What the task requires
Count the lines in the rows below that contain the string "outline". Reply with that number alone.

Data provided

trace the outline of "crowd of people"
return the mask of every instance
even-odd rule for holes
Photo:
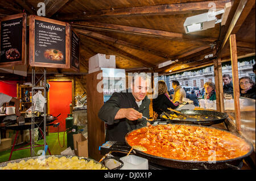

--

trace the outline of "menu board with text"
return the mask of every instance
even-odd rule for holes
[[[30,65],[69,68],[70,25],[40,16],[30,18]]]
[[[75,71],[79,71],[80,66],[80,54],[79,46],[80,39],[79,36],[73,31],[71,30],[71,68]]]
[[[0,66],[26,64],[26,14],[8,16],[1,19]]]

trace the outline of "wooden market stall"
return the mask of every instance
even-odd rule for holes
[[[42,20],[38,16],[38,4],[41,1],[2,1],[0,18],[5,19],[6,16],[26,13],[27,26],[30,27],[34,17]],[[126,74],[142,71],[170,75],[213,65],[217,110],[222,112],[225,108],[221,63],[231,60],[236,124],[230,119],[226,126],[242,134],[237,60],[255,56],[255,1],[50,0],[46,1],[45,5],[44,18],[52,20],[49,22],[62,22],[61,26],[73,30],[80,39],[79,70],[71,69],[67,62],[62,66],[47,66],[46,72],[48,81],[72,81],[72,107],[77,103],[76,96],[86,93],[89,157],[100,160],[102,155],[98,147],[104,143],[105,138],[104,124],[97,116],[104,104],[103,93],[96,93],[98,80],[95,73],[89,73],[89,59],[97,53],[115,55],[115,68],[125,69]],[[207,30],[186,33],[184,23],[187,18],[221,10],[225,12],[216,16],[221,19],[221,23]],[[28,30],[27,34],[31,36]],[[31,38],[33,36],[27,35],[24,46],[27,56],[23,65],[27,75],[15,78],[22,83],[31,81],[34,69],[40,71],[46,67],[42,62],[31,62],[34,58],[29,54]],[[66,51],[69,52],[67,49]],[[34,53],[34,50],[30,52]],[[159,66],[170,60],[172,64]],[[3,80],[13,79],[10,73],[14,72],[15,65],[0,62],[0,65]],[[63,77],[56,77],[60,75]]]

Final answer
3